■ **REQUIRED TASKS**
• 1. According to the article on K-9 Brite Bark, what range does the College of Veterinarians of B.C. set for cleaning a cat's teeth?
• 2. Echo the passage from the article on K-9 Brite Bark that starts with "Macdonald charges between" and goes on through "the yellow pages.".
***** EXCERPT PROVIDED
Sylvia Macdonald, who operated a former Oak Bay-based grooming business known as The Barking Lot, founded K-9 Brite Bark after years of witnessing pets die due to anesthetic use, she said.

Macdonald charges between $200 and $500 to clean dogs’ teeth and up to $300 for felines. The College of Veterinarians of B.C. sets the range for cleaning, including antibiotics, pain medication and X-rays at $600 to $700 for dogs and $538 to $545 for cats.

In 2005, the provincial veterinarians college, known then as the B.C. Veterinary Medical Association, sought a B.C. Supreme Court injunction against Macdonald. She was ordered to stop providing any dental care, remove the word “dental” from her business name and cease all advertising from the veterinary section of the yellow pages.

However, the court noted that the Veterinarians Act does not clearly define what dentistry entails and thus could not rule on whether cleaning above the gum line should be classified as dentistry.

Dr. John Brocklebank, the college’s deputy registrar, said the college has since lobbied for a clearer definition of dentistry to distinguish what constitutes cosmetic procedures.

Macdonald currently retains the right to continue cleaning teeth above the gums.

“This is not a medical service,” Macdonald said. “I’m not poking or prodding. I’m taking the calculus and tartar off of the teeth before it goes underneath the (gums) and creates the problem and I’m teaching the client how to maintain. It’s a completely different service.”
**********
***** PROVIDED DATA
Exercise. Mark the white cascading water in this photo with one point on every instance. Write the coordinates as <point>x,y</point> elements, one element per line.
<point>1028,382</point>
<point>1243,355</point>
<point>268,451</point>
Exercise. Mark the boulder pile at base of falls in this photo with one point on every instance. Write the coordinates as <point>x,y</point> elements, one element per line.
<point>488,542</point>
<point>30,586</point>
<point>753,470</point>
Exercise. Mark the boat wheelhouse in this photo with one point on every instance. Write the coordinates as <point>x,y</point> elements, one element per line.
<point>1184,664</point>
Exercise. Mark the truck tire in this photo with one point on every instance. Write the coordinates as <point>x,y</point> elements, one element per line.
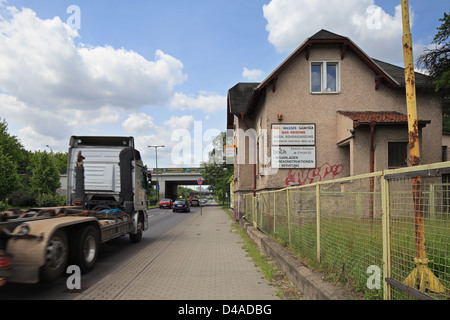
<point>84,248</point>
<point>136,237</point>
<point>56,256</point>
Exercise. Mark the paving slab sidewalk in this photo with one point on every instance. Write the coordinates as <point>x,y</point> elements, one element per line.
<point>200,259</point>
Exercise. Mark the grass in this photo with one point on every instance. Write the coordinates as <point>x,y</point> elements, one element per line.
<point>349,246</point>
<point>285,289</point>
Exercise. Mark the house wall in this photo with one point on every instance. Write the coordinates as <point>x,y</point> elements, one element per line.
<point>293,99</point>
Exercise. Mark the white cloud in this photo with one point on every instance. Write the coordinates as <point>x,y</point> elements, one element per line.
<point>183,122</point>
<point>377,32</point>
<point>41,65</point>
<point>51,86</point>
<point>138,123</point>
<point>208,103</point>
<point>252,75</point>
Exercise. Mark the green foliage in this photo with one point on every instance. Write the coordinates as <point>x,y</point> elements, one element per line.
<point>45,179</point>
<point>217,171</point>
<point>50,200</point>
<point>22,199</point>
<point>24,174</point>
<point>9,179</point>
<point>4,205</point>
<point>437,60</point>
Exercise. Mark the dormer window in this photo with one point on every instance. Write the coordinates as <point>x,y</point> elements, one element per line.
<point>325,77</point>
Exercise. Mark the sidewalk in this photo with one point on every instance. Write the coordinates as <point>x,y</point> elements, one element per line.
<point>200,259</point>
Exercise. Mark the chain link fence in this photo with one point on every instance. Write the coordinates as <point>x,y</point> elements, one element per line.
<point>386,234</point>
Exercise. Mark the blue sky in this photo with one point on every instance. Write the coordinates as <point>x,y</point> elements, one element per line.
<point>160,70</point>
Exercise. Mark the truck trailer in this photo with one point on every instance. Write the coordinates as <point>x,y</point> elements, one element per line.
**********
***** PROVIDED DATA
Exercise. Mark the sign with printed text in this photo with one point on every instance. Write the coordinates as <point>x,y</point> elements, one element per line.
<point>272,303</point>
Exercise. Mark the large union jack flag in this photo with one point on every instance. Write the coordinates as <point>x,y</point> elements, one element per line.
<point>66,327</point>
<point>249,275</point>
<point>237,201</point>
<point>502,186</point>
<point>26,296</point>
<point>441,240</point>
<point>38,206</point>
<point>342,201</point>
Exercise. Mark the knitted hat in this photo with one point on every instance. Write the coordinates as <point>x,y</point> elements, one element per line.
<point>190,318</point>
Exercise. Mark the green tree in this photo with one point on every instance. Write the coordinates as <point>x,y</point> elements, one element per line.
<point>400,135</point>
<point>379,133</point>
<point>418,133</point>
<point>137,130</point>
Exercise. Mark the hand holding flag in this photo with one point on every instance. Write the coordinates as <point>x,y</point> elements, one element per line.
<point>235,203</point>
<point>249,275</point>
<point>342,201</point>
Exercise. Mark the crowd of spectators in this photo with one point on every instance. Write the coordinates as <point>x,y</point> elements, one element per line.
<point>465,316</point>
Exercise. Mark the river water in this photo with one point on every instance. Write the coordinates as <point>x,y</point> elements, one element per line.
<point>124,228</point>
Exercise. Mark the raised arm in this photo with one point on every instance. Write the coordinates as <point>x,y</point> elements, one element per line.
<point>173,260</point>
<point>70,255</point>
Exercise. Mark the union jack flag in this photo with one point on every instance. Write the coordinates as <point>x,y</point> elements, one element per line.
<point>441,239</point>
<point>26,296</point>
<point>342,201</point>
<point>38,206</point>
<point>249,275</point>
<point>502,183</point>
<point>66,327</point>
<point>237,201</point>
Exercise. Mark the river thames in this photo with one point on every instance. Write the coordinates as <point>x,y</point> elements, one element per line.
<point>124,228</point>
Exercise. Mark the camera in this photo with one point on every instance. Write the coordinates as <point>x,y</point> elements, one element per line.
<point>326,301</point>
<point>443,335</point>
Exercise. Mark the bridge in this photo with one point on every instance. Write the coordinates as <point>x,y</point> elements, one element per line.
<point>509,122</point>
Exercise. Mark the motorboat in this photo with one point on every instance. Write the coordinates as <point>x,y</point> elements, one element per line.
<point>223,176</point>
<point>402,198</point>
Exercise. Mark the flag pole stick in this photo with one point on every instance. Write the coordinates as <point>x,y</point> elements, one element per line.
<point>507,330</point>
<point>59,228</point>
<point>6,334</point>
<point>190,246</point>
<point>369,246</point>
**********
■ **SOLUTION LIST**
• 1. $538 to $545.

• 2.
Macdonald charges between $200 and $500 to clean dogs’ teeth and up to $300 for felines. The College of Veterinarians of B.C. sets the range for cleaning, including antibiotics, pain medication and X-rays at $600 to $700 for dogs and $538 to $545 for cats.

In 2005, the provincial veterinarians college, known then as the B.C. Veterinary Medical Association, sought a B.C. Supreme Court injunction against Macdonald. She was ordered to stop providing any dental care, remove the word “dental” from her business name and cease all advertising from the veterinary section of the yellow pages.